** START TEXT BLOCK **

So if you’re looking for a little LCD screen for the guest room, you can cross Mitsubishi off the list. If you need a projector or a 3D-capable set with a 95″ diagonal screen, however, they’re still looking for your business.

XPAND 3D to Tame Chaos

XPAND 3D is leading the charge to bring some sense to the active-glasses stereoscopic 3DTV market. Yesterday, the company joined with Panasonic to announce the M-3DI standard for 3DTVs, computers, and home projectors, as well as digital cinemas that rely on active shutter glasses technology. This new standard provides a communication protocol for the signals between the display and the glasses. This means that one pair of glasses will work with all frame-sequential stereioscopic displays that conform to M-3DI.

This broad standard eliminates the need to get different glasses for every different manufacturer. As a result, third-party glasses makers should be able to focus on M-3DI compatible models, which could drive down costs by increasing manufacturing volumes.

The new standard has been endorsed by a long list of major players in addition to XPAND 3D and Panasonic: Changhong Electric Co., Ltd., FUNAI Electric Co., Ltd., H isense Electric Co., Ltd., Hitachi Consumer Electronics Co., Ltd., Mitsubishi Electric Corporation, Seiko Epson Corporation, SIM2 Multimedia S.p.A., and ViewSonic Corporation. There are some big names missing from this list, but these should have enough clout to make this new standard stick. We may see the others sign on before long.

** END TEXT BLOCK **

## TO BE DONE
Can you carry on the piece about the M-3DI standard for 3D glasses, picking up right after its last sentence?

** START ENTRIES **

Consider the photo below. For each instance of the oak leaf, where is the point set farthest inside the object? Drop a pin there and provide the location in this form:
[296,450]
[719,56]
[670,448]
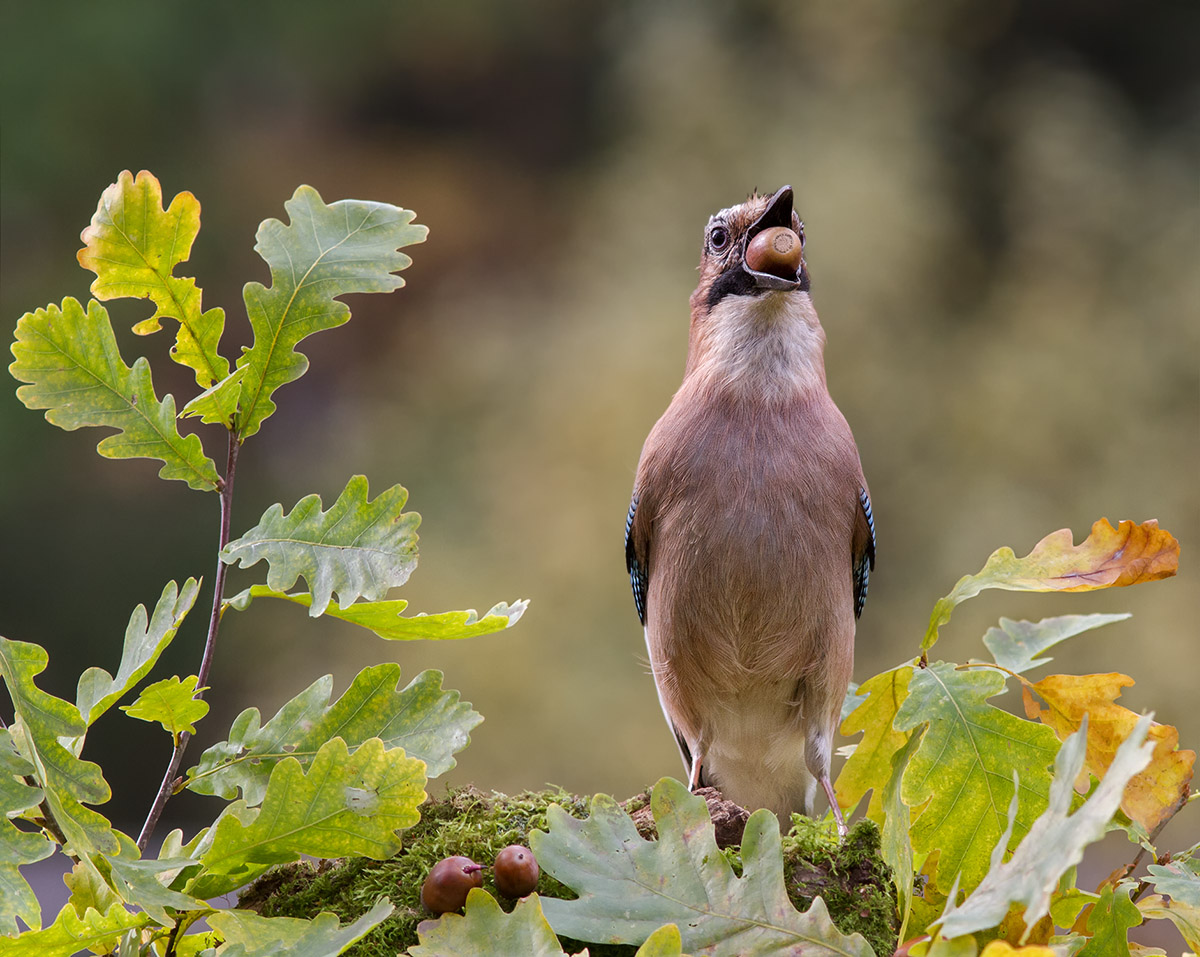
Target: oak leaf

** END ENTRIES **

## ANSWER TO THIS TASK
CEA Offers Individual Memberships

The Consumer Electronics Association hosts a little event in Las Vegas every January called the “Consumer Electronics Show,” better known by its initials: CES. The original intent was to hold a trade show for electronics dealers, such as home stereos and televisions. Then the corporate side of the computer market got boring and Comdex went away, so the slack was picked up by CES and it became the biggest personal computer show in this country as well. And now it includes car electronics and mobile phones and digital cameras. If it has digital chips and is intended for consumer markets, chances are that it’s represented at CES.

The problem is that the CEA exists for the dealers and the manufacturers. It’s not really for the consumers (who figure so prominently in the organization’s name). If you are part of an eligible company, it is still an expensive proposition to join the organization. At least that was the case until now.

Last week, the CEA announced a new “Tech Enthusiast” membership. For $29 a year (discounted from $49), you can now get an individual membership. The organization is setting up a special website for these members where you’ll find news on the latest trends, discounts and give-aways, and more. You can find out more at www.CEAtechenthusiast.com for more information; enter the promotional code “CES2012” to get the discounted rate.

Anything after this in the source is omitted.